____ Dataset records

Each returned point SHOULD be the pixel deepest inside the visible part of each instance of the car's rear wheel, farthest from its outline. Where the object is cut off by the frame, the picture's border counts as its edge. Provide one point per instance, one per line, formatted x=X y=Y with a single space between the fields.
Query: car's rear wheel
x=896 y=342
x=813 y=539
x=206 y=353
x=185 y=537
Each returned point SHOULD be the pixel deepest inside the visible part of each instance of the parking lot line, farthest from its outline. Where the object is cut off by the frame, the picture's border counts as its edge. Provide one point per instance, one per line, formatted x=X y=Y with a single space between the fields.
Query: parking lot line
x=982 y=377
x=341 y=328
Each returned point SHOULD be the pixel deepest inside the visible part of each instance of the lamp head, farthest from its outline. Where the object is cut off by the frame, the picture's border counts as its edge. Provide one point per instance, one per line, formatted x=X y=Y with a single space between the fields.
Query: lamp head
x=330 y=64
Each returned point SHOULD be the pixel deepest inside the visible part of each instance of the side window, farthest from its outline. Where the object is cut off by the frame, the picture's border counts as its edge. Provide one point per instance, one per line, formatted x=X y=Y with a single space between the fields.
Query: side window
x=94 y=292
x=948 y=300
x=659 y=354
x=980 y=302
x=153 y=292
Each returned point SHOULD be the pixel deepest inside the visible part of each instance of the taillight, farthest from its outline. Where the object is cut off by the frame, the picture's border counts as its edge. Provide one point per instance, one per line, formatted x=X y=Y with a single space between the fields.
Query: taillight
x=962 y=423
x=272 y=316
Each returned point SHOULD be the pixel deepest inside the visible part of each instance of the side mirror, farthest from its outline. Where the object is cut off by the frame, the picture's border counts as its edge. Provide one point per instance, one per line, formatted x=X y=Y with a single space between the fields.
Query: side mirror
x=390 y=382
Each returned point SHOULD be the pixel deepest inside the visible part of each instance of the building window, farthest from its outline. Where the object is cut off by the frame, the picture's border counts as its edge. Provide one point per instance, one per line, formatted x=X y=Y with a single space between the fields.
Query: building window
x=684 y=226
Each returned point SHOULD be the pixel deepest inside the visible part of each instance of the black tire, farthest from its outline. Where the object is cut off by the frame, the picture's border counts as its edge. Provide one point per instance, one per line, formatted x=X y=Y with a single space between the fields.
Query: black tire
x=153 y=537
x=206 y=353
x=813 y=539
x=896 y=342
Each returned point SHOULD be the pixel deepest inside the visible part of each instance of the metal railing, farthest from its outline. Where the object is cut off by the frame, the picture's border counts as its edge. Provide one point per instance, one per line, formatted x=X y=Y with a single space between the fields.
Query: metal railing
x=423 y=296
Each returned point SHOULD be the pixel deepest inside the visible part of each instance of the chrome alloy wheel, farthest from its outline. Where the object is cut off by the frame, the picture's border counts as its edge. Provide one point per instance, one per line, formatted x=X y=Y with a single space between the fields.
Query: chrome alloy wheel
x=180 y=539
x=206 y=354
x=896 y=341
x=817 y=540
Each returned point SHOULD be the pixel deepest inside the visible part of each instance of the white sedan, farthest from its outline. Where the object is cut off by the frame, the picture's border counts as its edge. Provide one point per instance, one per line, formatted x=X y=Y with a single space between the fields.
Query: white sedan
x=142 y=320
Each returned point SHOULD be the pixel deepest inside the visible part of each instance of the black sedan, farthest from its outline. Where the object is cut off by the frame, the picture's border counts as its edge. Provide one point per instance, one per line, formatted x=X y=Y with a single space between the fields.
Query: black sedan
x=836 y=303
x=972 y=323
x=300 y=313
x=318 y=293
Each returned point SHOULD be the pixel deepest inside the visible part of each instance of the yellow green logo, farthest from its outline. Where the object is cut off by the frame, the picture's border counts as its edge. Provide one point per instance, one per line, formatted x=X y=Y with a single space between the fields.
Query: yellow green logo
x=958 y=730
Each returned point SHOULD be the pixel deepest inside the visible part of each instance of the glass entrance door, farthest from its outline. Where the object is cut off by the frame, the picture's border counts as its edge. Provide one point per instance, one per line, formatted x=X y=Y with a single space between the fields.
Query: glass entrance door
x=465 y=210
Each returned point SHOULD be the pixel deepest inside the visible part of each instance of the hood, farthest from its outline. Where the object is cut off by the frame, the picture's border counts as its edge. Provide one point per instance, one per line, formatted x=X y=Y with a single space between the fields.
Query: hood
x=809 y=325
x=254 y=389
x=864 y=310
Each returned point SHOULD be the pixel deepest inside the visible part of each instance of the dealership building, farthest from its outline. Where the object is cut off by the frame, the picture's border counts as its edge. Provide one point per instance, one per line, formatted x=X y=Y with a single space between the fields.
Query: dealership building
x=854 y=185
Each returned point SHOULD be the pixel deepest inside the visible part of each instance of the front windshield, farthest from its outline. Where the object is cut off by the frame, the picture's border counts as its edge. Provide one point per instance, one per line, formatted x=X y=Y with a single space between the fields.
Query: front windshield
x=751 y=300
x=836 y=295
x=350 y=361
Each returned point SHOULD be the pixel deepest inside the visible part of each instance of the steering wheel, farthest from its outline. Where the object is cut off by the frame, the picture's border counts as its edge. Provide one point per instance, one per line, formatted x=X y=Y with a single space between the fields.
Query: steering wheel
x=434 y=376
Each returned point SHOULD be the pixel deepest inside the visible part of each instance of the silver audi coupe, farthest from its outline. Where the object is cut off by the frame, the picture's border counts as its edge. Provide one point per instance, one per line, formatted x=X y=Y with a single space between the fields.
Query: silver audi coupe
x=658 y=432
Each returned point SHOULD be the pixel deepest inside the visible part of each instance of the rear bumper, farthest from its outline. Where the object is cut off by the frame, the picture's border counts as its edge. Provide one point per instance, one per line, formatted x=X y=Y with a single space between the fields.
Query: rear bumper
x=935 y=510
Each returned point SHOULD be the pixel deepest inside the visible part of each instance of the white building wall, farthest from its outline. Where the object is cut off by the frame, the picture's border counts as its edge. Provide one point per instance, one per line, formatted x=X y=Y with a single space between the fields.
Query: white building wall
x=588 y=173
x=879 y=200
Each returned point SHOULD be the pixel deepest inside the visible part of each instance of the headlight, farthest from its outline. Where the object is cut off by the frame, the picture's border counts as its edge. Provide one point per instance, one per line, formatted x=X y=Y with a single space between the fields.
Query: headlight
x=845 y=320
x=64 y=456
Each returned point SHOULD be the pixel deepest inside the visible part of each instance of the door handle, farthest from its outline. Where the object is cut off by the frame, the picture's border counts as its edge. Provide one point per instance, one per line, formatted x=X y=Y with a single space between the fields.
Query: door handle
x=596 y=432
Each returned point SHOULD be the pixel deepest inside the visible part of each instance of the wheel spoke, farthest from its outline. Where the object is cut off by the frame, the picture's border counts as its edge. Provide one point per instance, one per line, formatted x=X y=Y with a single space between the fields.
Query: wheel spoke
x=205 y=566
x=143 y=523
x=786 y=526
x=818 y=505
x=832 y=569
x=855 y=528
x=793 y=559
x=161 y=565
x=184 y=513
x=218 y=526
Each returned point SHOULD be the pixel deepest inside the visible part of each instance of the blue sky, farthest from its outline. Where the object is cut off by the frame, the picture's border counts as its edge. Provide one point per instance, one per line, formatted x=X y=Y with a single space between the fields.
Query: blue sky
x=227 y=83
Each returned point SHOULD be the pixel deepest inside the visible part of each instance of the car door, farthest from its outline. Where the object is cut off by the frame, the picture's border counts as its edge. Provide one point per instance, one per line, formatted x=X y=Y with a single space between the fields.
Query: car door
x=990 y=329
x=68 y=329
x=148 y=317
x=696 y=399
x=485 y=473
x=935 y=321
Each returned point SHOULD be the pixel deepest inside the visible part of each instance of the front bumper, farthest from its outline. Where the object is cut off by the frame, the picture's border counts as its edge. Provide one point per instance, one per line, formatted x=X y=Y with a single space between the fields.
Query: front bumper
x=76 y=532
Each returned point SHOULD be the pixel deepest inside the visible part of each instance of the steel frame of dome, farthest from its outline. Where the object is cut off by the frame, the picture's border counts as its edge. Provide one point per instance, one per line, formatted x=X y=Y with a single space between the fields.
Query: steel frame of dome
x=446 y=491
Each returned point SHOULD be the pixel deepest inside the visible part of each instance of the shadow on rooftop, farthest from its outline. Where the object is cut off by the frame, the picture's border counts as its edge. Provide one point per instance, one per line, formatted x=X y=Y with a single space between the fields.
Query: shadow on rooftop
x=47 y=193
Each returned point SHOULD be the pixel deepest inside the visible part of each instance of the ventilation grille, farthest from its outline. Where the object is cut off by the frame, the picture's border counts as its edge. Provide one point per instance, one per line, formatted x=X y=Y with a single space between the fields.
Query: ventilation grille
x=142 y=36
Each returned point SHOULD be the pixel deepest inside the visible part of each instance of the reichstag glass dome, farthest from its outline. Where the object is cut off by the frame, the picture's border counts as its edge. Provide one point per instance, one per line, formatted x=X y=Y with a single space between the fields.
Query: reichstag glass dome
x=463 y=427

________

● Aim: Quote, without any change, each line from the one that contains "of the steel" through the end of the material.

● The output:
Each returned point SHOULD be the pixel deepest inside the visible part of each instance of the steel frame of dome, farthest from its outline. Where the object is cut off by the frame, the picture's border counts as its edge. Provide one point per instance, one per line, formatted x=X y=Y with a single space between the fields.
Query: steel frame of dome
x=446 y=491
Each returned point SHOULD be the pixel deepest inside the visible part of each instance of the shadow on rooftop, farthest from its outline. Where the object is cut off by the frame, the picture's border counts as its edge. Provide one point per instance, one per line, formatted x=X y=Y with a single space between the fields.
Query: shadow on rooftop
x=47 y=193
Each returned point SHOULD be the pixel deepest inside the visible part of each instance of the ventilation grille, farthest from its outline. Where the object is cut off by the frame, the picture's border counts as its edge. Provide one point per instance, one per line, formatted x=X y=Y with a single space between the fields.
Query: ventilation grille
x=142 y=36
Each returned point SHOULD be the pixel deepest inside the visible part of each instance of the reichstag glass dome, farthest from its outline. Where the object is cut off by the frame, the picture's border counts as its edge. Provide one point per instance, one per line, formatted x=X y=Y with a single space between the fields.
Query: reichstag glass dome
x=463 y=427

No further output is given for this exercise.